* **What to do**
Two lines mark the range in the entries below: the one holding "Query: person in dark jacket" and the one holding "In this picture, where can the blurred spectator". Set down those two and all lines between them, exactly.

═════ Dataset ═════

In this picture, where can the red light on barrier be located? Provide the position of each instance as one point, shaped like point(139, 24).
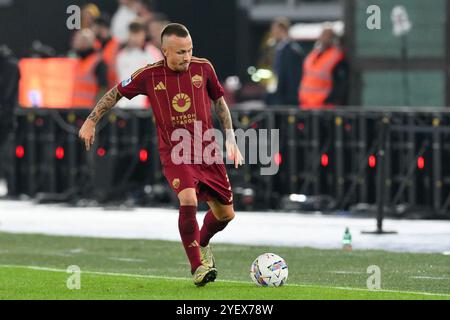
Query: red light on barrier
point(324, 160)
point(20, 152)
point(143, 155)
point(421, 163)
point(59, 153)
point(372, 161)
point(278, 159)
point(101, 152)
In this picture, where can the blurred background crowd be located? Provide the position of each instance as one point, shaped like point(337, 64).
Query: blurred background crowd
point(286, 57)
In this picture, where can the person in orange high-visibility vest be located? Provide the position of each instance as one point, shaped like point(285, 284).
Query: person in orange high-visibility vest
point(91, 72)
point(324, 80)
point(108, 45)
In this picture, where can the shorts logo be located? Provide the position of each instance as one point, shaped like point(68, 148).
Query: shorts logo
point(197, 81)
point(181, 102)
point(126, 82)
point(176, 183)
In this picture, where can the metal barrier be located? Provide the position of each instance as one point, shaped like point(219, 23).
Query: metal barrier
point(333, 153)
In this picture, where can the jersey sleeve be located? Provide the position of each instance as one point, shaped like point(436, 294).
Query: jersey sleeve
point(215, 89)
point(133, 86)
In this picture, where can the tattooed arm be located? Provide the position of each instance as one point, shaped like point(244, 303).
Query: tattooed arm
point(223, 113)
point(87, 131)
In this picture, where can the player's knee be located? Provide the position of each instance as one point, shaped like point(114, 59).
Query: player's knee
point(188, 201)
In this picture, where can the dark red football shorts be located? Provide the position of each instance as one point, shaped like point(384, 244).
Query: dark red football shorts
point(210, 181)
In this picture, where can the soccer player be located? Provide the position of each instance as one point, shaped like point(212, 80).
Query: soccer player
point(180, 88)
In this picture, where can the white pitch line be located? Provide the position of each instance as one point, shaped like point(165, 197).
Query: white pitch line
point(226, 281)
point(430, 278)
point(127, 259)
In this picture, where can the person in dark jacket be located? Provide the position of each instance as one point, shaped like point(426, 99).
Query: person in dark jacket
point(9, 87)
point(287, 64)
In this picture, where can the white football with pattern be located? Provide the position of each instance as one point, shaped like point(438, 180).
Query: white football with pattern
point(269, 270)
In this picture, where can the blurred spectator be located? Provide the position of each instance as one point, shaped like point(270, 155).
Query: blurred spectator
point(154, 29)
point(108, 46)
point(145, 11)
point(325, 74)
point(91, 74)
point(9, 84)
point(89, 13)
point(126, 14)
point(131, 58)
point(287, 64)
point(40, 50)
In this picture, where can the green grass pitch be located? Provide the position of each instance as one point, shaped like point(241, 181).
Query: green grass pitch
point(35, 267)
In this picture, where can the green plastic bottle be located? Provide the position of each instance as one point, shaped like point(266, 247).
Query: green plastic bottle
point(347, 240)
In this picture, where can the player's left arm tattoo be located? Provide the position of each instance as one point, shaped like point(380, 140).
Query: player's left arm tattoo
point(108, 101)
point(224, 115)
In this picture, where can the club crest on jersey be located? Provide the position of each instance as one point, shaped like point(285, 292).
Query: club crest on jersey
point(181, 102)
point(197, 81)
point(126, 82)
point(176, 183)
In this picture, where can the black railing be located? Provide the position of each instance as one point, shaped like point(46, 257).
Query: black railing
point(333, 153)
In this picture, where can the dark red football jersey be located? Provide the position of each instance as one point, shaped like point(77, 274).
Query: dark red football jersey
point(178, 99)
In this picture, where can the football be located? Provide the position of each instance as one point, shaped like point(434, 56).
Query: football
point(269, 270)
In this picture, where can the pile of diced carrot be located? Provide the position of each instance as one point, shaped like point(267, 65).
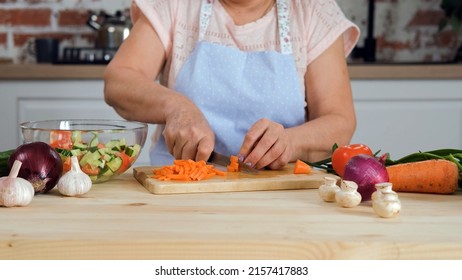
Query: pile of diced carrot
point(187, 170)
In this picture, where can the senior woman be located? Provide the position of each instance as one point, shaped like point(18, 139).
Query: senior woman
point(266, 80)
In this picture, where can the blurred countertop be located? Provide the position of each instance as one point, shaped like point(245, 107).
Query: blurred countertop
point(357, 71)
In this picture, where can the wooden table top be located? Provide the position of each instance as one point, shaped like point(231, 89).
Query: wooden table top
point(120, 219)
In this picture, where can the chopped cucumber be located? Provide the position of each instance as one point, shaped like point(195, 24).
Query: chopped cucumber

═════

* **Task response**
Query: person in dark jacket
point(9, 87)
point(287, 64)
In this picture, where can the white football with pattern be located? Provide the position of each instance as one point, shaped like point(438, 180).
Query: white football with pattern
point(269, 270)
In this picture, where can the blurred spectator be located? Provide the position of each instance as one point, shaped like point(270, 155).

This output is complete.